(What is required): Nothing but the lines from the one containing "Would you mind pointing out the sky in" through the last line should be written out, please, exactly as they stand.

(Entries from a point annotation set):
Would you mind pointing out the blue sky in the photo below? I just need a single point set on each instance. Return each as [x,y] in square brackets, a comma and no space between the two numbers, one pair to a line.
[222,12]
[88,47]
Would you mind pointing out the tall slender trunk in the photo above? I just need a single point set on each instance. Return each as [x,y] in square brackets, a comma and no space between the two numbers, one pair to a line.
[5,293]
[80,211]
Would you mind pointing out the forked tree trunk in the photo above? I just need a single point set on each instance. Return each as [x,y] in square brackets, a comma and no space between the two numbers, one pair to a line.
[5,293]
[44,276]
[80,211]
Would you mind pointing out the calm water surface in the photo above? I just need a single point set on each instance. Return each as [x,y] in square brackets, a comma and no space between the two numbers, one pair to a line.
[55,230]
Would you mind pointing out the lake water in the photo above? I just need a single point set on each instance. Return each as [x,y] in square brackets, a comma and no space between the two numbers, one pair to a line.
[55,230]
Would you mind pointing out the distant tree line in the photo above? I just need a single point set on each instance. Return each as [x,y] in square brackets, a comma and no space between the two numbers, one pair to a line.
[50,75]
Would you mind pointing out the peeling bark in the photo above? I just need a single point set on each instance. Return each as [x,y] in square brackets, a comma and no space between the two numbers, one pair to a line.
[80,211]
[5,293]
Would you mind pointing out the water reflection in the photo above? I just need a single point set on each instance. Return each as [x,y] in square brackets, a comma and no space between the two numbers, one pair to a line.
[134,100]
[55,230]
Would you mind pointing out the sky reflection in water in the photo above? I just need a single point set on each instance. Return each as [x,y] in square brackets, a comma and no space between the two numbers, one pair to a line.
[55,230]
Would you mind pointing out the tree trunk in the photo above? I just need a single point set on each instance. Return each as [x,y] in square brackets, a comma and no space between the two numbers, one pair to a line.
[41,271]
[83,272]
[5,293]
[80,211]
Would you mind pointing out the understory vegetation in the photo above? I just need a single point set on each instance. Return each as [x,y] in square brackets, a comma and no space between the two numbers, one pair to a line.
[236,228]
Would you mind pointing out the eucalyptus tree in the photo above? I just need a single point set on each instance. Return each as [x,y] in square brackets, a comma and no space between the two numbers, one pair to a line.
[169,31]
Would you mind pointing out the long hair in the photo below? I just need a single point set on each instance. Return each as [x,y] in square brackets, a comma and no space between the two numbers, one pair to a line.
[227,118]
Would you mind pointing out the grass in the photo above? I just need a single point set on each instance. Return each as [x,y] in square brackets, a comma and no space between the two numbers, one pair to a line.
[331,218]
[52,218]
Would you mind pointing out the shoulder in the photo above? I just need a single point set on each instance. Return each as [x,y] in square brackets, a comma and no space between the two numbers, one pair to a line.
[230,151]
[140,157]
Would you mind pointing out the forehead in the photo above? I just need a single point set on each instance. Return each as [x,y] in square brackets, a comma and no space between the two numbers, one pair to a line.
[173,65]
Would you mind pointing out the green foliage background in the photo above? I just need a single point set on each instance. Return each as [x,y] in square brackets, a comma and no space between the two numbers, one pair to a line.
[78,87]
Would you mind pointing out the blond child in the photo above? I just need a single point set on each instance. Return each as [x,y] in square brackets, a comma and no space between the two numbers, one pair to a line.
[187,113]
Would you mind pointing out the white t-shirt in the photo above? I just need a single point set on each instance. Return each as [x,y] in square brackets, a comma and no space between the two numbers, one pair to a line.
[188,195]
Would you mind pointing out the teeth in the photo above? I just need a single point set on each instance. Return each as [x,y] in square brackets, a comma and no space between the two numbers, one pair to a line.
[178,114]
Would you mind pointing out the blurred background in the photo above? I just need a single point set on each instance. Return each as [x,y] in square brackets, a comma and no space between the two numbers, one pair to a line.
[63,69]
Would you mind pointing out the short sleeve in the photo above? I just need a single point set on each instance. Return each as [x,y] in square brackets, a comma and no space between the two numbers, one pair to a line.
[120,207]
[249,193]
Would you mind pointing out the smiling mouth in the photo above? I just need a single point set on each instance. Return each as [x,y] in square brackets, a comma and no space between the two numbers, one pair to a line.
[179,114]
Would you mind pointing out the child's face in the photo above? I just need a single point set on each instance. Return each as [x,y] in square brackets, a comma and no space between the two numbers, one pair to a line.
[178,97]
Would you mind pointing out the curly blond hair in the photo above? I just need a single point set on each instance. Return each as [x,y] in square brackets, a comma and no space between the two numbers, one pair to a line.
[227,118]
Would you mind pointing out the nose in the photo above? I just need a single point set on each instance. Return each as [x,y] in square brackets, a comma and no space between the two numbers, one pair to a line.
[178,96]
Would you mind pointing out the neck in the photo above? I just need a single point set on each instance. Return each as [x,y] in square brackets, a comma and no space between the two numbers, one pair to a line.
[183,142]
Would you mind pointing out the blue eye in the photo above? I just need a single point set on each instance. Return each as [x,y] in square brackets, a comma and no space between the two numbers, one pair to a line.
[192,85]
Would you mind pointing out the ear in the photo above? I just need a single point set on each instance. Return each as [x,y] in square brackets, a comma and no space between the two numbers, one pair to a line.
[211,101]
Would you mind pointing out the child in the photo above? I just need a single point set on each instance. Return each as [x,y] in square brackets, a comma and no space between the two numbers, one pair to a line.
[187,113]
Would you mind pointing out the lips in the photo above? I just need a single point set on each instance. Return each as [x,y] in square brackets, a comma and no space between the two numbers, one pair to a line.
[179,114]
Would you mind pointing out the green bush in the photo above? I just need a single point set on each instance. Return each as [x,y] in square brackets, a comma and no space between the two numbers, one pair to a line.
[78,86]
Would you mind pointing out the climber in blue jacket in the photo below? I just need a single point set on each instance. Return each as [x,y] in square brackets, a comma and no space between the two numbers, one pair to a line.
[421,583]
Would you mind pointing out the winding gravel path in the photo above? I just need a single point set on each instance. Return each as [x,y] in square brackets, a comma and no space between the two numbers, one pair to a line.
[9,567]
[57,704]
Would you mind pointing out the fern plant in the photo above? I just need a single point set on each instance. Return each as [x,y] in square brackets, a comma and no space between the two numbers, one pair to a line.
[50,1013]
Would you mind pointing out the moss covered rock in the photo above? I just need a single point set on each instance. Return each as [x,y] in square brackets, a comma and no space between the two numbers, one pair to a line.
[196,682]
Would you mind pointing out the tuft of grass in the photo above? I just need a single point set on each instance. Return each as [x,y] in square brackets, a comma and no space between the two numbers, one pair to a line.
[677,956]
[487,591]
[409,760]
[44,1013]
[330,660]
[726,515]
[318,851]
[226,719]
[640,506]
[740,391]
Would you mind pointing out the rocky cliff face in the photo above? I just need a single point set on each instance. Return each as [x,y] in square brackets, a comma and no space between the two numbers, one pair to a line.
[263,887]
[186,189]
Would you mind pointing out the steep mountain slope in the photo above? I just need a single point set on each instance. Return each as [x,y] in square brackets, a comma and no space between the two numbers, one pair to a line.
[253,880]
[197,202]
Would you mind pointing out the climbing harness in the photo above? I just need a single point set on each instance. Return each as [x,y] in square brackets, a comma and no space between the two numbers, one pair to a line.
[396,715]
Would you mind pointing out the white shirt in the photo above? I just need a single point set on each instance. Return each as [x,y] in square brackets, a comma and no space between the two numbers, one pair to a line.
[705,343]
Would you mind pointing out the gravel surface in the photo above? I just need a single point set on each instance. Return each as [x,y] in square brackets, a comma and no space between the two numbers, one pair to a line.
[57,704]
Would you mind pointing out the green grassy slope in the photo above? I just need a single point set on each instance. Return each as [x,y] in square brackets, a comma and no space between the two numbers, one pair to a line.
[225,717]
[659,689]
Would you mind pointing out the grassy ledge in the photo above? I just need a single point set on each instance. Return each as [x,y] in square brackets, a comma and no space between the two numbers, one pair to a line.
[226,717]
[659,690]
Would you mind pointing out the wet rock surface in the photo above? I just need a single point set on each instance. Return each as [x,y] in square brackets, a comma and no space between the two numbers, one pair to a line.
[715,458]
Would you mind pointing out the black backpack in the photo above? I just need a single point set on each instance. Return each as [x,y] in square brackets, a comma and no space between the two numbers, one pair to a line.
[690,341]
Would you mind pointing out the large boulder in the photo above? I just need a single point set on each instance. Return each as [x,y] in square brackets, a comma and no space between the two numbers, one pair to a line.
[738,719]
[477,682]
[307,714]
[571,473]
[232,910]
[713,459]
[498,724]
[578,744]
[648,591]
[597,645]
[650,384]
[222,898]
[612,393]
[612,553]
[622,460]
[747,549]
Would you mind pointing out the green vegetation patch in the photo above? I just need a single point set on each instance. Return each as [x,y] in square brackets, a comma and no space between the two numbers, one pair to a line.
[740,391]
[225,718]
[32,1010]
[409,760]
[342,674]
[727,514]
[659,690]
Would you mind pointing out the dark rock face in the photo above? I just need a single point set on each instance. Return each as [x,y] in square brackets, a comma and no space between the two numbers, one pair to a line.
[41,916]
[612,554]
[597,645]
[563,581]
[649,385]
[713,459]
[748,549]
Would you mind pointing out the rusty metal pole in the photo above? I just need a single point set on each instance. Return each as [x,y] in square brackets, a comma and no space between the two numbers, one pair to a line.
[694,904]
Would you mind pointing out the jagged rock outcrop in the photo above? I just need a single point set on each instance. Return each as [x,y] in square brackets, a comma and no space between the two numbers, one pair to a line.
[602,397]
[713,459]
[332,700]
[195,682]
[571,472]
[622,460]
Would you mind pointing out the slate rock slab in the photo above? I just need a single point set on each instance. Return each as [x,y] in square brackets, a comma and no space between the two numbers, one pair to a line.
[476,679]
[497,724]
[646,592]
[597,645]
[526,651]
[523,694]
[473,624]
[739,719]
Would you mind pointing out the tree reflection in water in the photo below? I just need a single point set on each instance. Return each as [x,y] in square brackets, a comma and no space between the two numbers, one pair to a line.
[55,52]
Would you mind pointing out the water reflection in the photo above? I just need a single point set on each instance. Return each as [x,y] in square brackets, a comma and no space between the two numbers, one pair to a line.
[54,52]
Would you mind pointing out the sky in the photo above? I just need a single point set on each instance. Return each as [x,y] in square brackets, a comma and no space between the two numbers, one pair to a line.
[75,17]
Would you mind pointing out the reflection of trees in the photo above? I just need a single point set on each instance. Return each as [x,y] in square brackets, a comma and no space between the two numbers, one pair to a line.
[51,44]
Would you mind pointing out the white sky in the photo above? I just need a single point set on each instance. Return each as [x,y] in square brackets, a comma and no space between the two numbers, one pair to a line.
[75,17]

(Solution below):
Would you mind pointing out the sky in the photo above? I just need a single point set on each instance. Return each as [x,y] in square brackets, a comma and no space between the two numbers, one pair to a line.
[75,17]
Would you mind pointing out the reflection of trees in the photo above? I just need a single point set on each instance. Return each as [x,y] in square brackets, a comma and no space between the two numbers, one pair to a line.
[51,44]
Would you mind pointing out the white sky in the photo above? I just need a single point set on each instance. Return each as [x,y] in square brackets, a comma and no space between the two numbers, one pair to a line.
[75,17]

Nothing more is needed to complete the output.